[EMAIL PROTECTED] wrote:

> Such hostility ! Back in the day, all that din sync Roland x0x stuff was
> obsolete due to MIDI, that's how the Black and Latin Detroit, Chicago and NY
> guys got hold of that 1st shit so cheap (at that time our white friends were
> down with Krokus and Dokken and chanting "disco sucks" at ball games). They
> turned it into techno, house, hip-hop. So it ain't what you got it's how you
> use it. Derrick May did more with a DX-100, a 909, a cheap efx box and a
> reel-to-reel than most cats w/ full studios. Go on witcha Korg Electribe and
> rock some shit.

Here's the famous Music Technology interview I found in the AH archives,
hope no one has a problem with me re-posting this on 313, thought it would be
appropriate in light of the 808/ gear discussion and T1000's comments.
Gives great detail on what type of gear Kevin and Juan used 10 years ago.

PS. read what Kevin Saunderson has to say about the 808.

To: [EMAIL PROTECTED],
From: Praised and Perused [EMAIL PROTECTED],
cc: [EMAIL PROTECTED], [EMAIL PROTECTED], [EMAIL PROTECTED],
Subject: The Holy Trinity of Detroit Techno
Date: Thu, 16 Jun 2005 00:18:09 -0700


Ok kids, today I FINALLY ran across a copy of the Mar/Apr
'89 Music
Technology magazine, the one with Juan Atkins (and Baby
Ford, Matt Black,
and others) on the cover, the one that got destroyed when
my basement
flooded, and the first place I heard about Techno. In
appreciation of my
lucky find, I've typed in the text for everybody. Enjoy!

# # #

OBJECTIVES:
**a.** The Detroit techno post mentions a magazine cover. Name the people it says appear on that cover.
**b.** Write out the Detroit techno post between "Here's the famous" and "about the 808.", inclusive.
**c.** Write the next part of the Detroit techno mailing-list post, picking up after its final sentence.

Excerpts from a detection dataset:
# # #

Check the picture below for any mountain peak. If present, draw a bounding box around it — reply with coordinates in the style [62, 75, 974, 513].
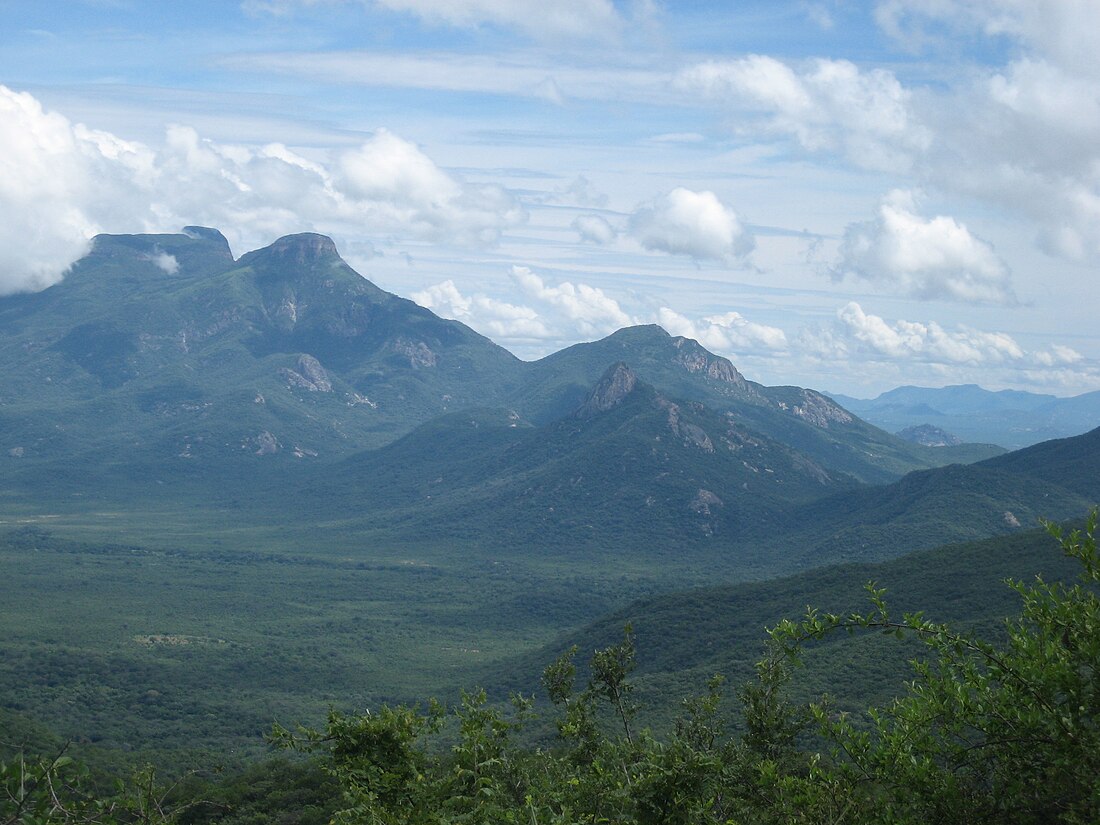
[184, 227, 233, 259]
[575, 361, 638, 418]
[267, 232, 340, 264]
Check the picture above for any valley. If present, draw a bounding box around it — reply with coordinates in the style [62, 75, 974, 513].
[0, 228, 1100, 783]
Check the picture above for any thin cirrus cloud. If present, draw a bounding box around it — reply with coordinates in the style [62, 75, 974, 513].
[831, 190, 1016, 306]
[250, 0, 624, 41]
[0, 86, 527, 294]
[630, 187, 756, 262]
[220, 50, 675, 105]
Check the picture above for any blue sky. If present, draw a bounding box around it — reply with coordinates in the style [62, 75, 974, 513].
[0, 0, 1100, 396]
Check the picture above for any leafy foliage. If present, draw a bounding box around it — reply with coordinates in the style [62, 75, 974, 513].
[245, 513, 1100, 825]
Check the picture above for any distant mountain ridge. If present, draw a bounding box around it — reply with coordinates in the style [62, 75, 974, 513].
[0, 227, 990, 501]
[829, 384, 1100, 450]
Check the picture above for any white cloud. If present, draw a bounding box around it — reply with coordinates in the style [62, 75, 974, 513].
[0, 86, 526, 293]
[630, 187, 755, 261]
[411, 266, 788, 356]
[876, 0, 1100, 261]
[374, 0, 622, 40]
[657, 307, 788, 354]
[220, 50, 668, 106]
[512, 266, 638, 336]
[833, 191, 1015, 305]
[571, 215, 618, 246]
[837, 301, 1026, 365]
[0, 86, 150, 294]
[677, 55, 931, 171]
[242, 0, 623, 41]
[410, 279, 553, 340]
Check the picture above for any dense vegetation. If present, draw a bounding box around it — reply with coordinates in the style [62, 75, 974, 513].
[0, 513, 1100, 825]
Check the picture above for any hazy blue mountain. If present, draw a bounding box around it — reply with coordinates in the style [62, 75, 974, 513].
[829, 384, 1100, 450]
[299, 362, 858, 556]
[0, 229, 523, 490]
[0, 227, 990, 510]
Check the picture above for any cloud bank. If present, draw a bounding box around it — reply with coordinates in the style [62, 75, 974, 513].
[832, 191, 1016, 305]
[0, 86, 526, 294]
[630, 187, 756, 262]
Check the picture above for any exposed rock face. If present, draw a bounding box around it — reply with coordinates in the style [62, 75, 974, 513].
[267, 232, 339, 265]
[781, 389, 853, 430]
[575, 361, 638, 418]
[657, 398, 714, 452]
[278, 355, 332, 393]
[391, 338, 437, 366]
[672, 337, 752, 394]
[689, 487, 723, 516]
[249, 430, 283, 455]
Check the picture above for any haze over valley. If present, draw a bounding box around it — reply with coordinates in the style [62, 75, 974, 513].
[0, 0, 1100, 825]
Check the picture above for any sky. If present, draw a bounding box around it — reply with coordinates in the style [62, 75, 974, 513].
[0, 0, 1100, 397]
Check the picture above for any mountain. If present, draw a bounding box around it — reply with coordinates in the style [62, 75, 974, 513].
[898, 424, 963, 447]
[298, 362, 860, 556]
[509, 326, 997, 483]
[0, 228, 521, 490]
[831, 384, 1100, 450]
[0, 227, 990, 508]
[762, 428, 1100, 567]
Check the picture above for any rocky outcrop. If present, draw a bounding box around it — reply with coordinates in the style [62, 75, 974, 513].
[266, 232, 340, 266]
[657, 397, 714, 452]
[779, 389, 855, 430]
[391, 338, 437, 367]
[689, 487, 723, 516]
[672, 337, 754, 395]
[278, 355, 332, 393]
[574, 361, 638, 419]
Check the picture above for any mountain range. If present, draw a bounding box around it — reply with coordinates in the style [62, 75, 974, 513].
[0, 227, 996, 510]
[0, 227, 1100, 770]
[828, 384, 1100, 450]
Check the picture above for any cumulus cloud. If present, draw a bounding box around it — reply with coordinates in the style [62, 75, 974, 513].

# # #

RESULTS OF THE TASKS:
**a.** Juan Atkins, Baby Ford, Matt Black

**b.**
Here's the famous Music Technology interview I found in the AH archives,
hope no one has a problem with me re-posting this on 313, thought it would be
appropriate in light of the 808/ gear discussion and T1000's comments.
Gives great detail on what type of gear Kevin and Juan used 10 years ago.

PS. read what Kevin Saunderson has to say about the 808.

**c.**
TECHNO

THE SCENE: DETROIT, murder capital of the USA, an
industrial city left
behind in a post-industrial society. A recent New York
Times article
vividly refers to urban landscapes "marred by vacant
factories, warehouse
and great open spaces where such buildings once stood."
Despite drastic
cuts in services the city was virtually bankrupt, and its
mayor decalred,
"We are at the edge of an abyss."

Welcome to the world of Techno music, a world peopled by
dreamers caught up
in the despair of everyday Detroit life, yet glimpsing a
brand new future
in which technology functions as savior rather than
destroyer. They've
read Alvin Toffler's 'The Third Wave' and realized that
they're riding it.

Three of those riders are Juan Atkins, Derrick May, and
Kevin Saunderson.
They represent a new generation of musicians who claim
direct descendancy
not from Motown, but from the music of Kraftwerk, Depeche
Mode and Gary
Numan.

"It seemed like music of the future to me, " recalls
Saunderson.
"Kraftwerk had this really clean, computerized,
futuristic sound. Their
music had a good groove, but at the same time it was deep
and you could sit
back and listen to it."

The biggest music in Detroit during the trio's formative
years was
Parliament/Funkadelic, and it was a shared liking for the
Mothership
Connection which first brought together the youthful
Saunderson, Atkins,
and May at Belleville High School in West Detroit. It was
May who likened
Techno to "George Clinton and Kraftwerk stuck in an
elevator with only a
sequencer to keep them company."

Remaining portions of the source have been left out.